Five U.S. Manufacturing Stocks That Could Outperform in 2014

Published:

According
to the recent quarterly economic forecast by Manufacturers Alliance for
Productivity and Innovation (MAPI), U.S. manufacturing production is likely to
outpace the overall U.S. economic growth in 2014 on the back of rise in
consumer spending combined with increase in business investment. MAPI predicts
that U.S. manufacturing will increase 3.2% in 2014 and 4.0% in 2015,
outperforming GDP growth, which MAPI estimates will be 2.8% in 2014 and 3.2% in
2015. Manufacturing production grew 2.3% during 2013.

MAPI
forecasts that high-tech production (computers and electronic products) will
grow 6.8% in 2014 after growing 4.4% during 2013, while non-high-tech or
traditional manufacturing will grow 2.9% in 2014 following the 2% growth during
2013. Further, MAPI forecasts that total exports are anticipated to grow 5.1%
in 2014, while imports will experience growth of 3.3% in 2014. Moreover,
overall unemployment is predicted to average 6.4% in 2014 and drop to 5.8% in
2015.

The
following five stocks have registered strong growth in sales and EPS during the
trailing 12 months. These stocks are also currently trading at relatively low
forward Price-to-Earning (P/E) and Price to Book (P/B) multiples in comparison
to industry average and provide a Return on Equity (ROE) of more than 13%. All
estimates have been sourced from Bloomberg.

Alliant Techsystems
Inc.

(NYSE: ATK): The developer
and supplier of advanced weapon and space systems including military ammunition
has seen its share price nearly double during the past year. The company
recently raised its fiscal 2014 sales and EPS guidance and increased its
quarterly cash dividend by 23% to 32 cents a share. ATK’s Return on Equity is
currently 20%. Its sales are estimated to grow by 9% in 2014 with a 17.9%
expected increase in EPS.

Shiloh Industries,
Inc.

(NASDAQ: SHLO): The company
provides lightweighting and noise, vibration and harshness (NVH) solutions to
automotive, commercial vehicle and other industrial markets. Shiloh reported a
26% improvement in its first quarter 2014 sales revenue along with a 93% surge
in EPS. The company’s Return on Equity is currently 18.1%. Its sales are
estimated to grow by 13.5% in 2014 with a 27% expected increase in EPS. 

AZZ Incorporated (NYSE: AZZ): The company manufactures
specialty electrical equipment and components for the global power generation,
power transmission, and distribution markets and also provides hot dip
galvanizing services to the steel fabrication industry across the United States.
Its third-quarter revenue rose 32.1% while its EPS increased by 20%. AZZ’s
Return on Equity is currently 17.8%. Its sales are estimated to grow by 33.8%in 2014 with a 4.4% expected increase in
EPS.

Directions => Reproduce everything from "AZZ Incorporated (NYSE: AZZ): The" down to "the United States." in the manufacturing stocks article, word for word.

Supplied material =>

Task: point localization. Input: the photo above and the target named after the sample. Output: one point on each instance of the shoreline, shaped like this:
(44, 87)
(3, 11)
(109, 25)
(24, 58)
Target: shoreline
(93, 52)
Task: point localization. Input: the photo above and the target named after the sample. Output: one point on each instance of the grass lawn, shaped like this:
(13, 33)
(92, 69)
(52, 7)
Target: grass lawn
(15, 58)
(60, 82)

Task answer =>
AZZ Incorporated (NYSE: AZZ): The company manufactures
specialty electrical equipment and components for the global power generation,
power transmission, and distribution markets and also provides hot dip
galvanizing services to the steel fabrication industry across the United States.